* _Assignment_
Would you copy out the following entries exactly, without any of the pictures?

Free-text object descriptions
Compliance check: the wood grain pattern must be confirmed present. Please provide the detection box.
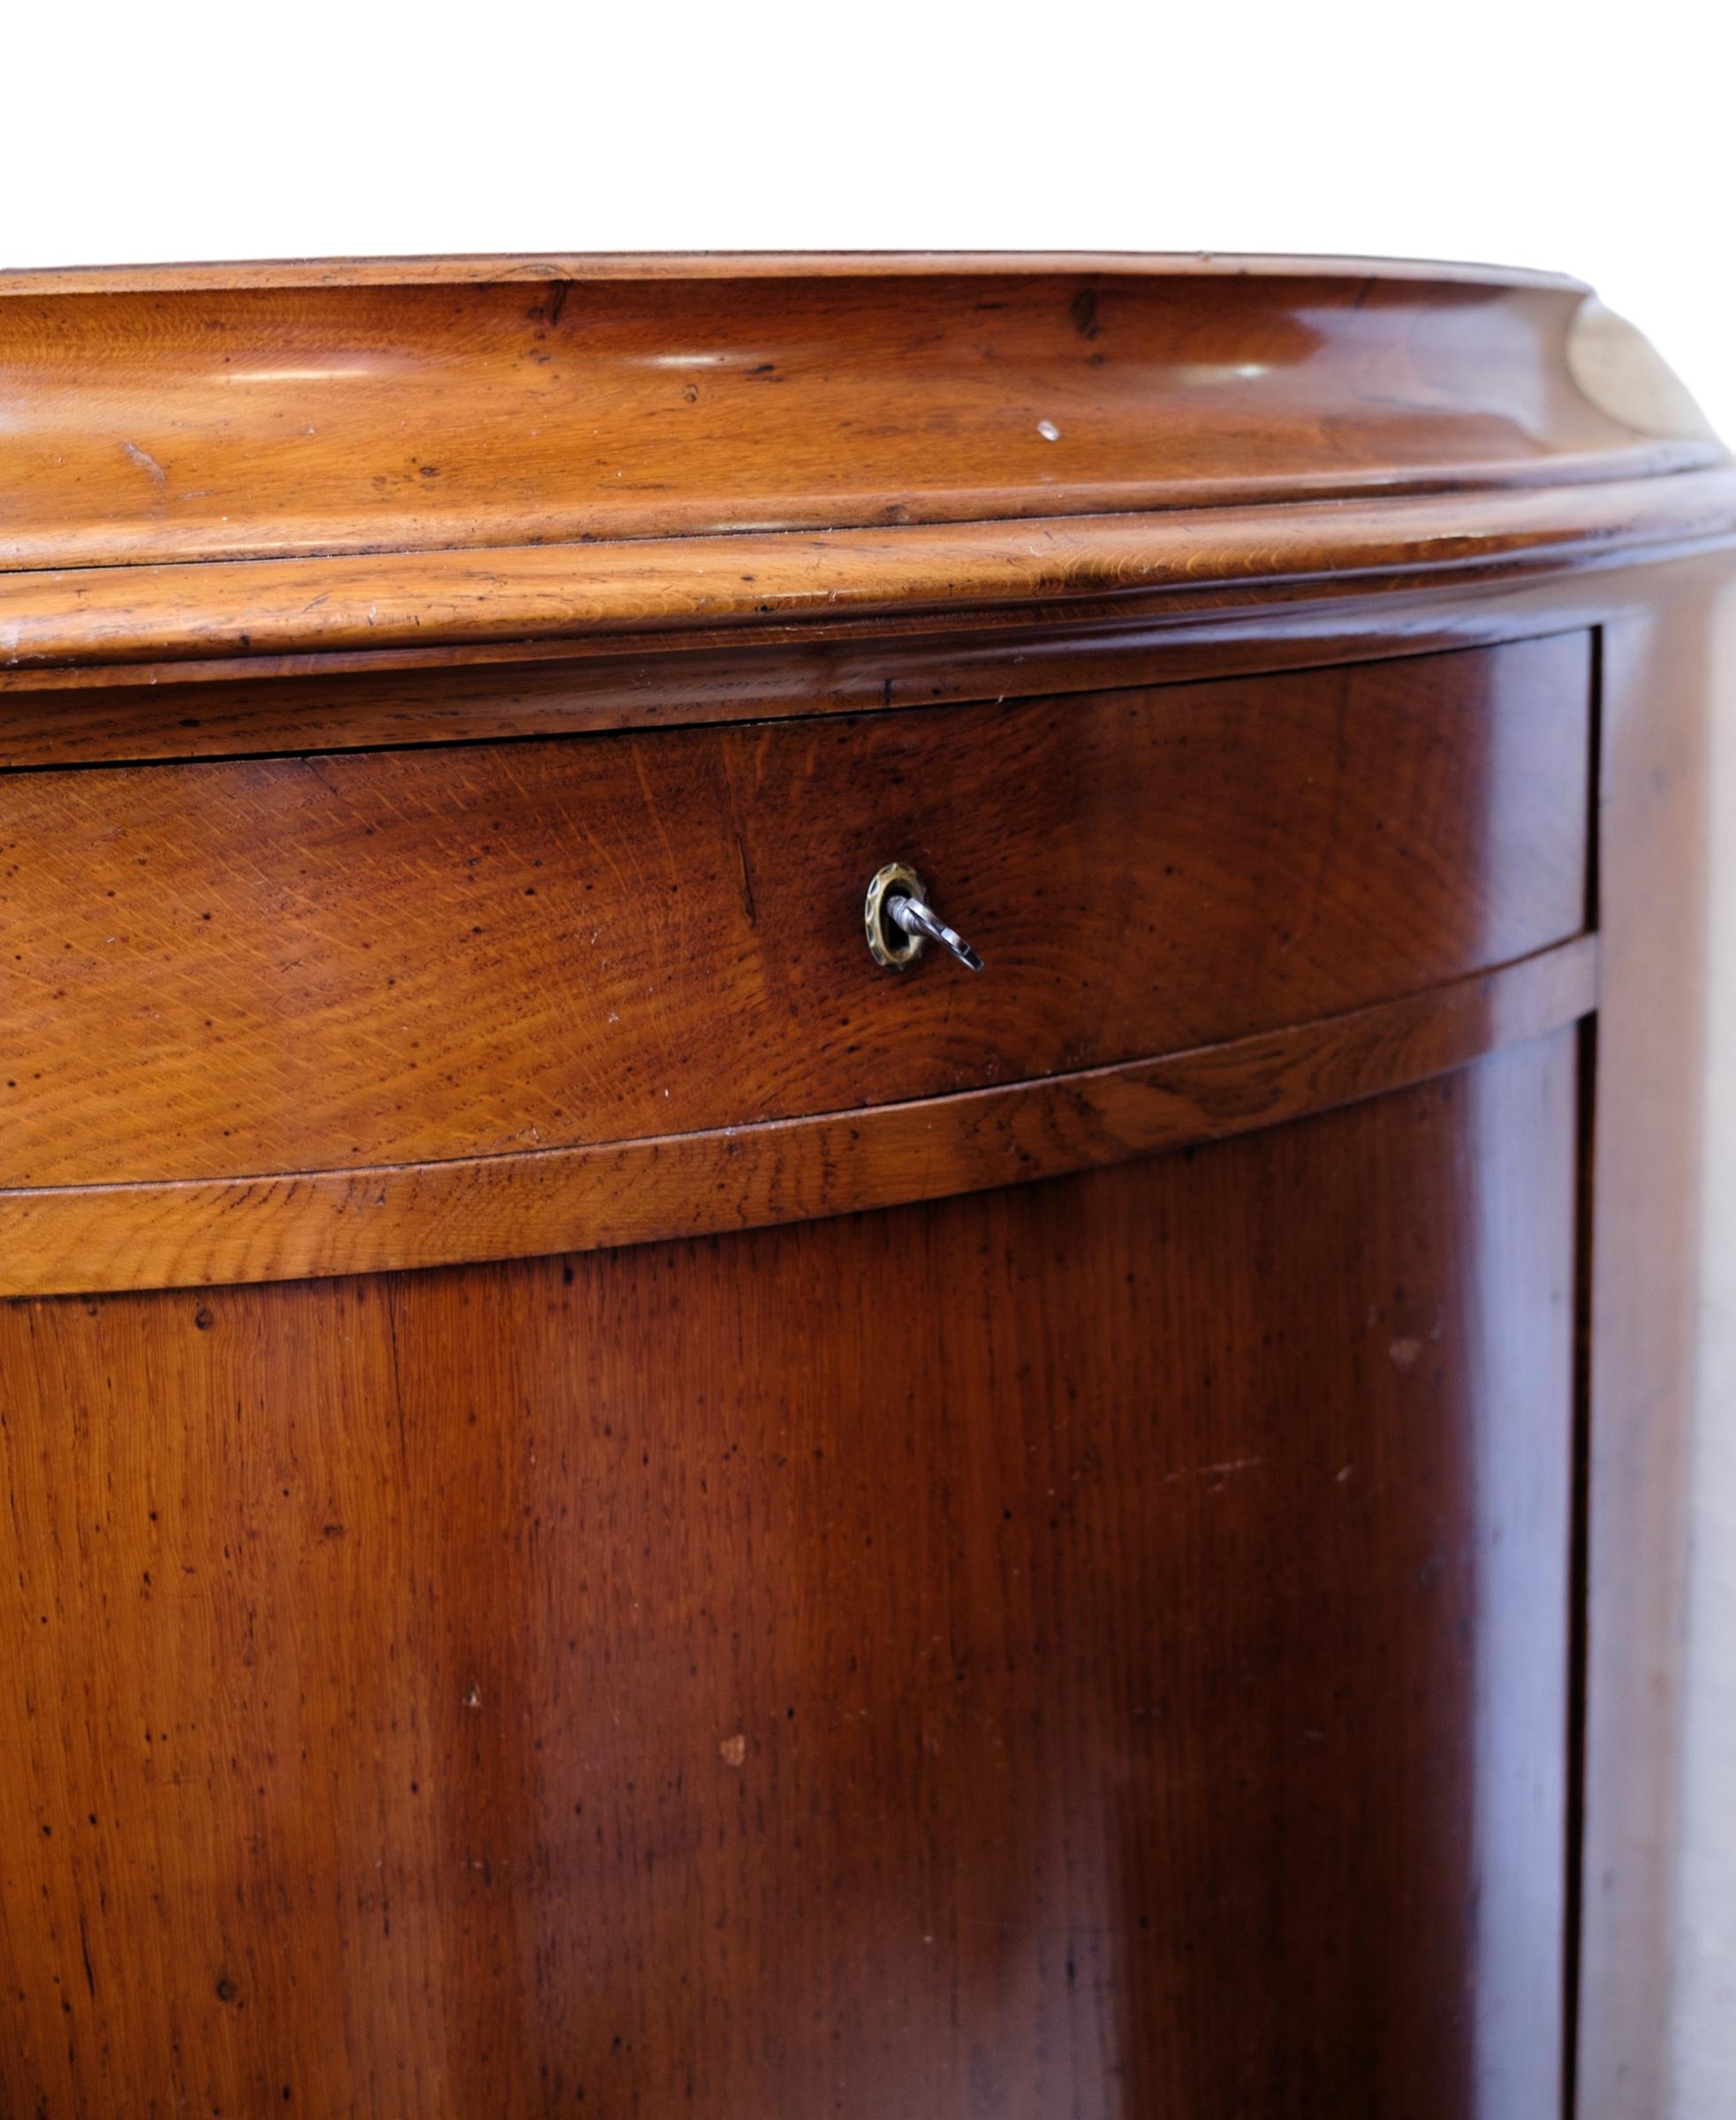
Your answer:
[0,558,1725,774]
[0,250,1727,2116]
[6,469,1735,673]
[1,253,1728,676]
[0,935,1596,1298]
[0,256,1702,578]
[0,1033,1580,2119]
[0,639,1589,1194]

* _Answer for the task_
Compliance check: the wood grain pattern must be confirmed present. Please provide the detection box.
Your answer:
[0,558,1725,774]
[0,250,1727,2116]
[6,469,1735,673]
[1,253,1728,676]
[0,935,1596,1298]
[0,256,1702,578]
[0,1033,1580,2119]
[0,639,1589,1194]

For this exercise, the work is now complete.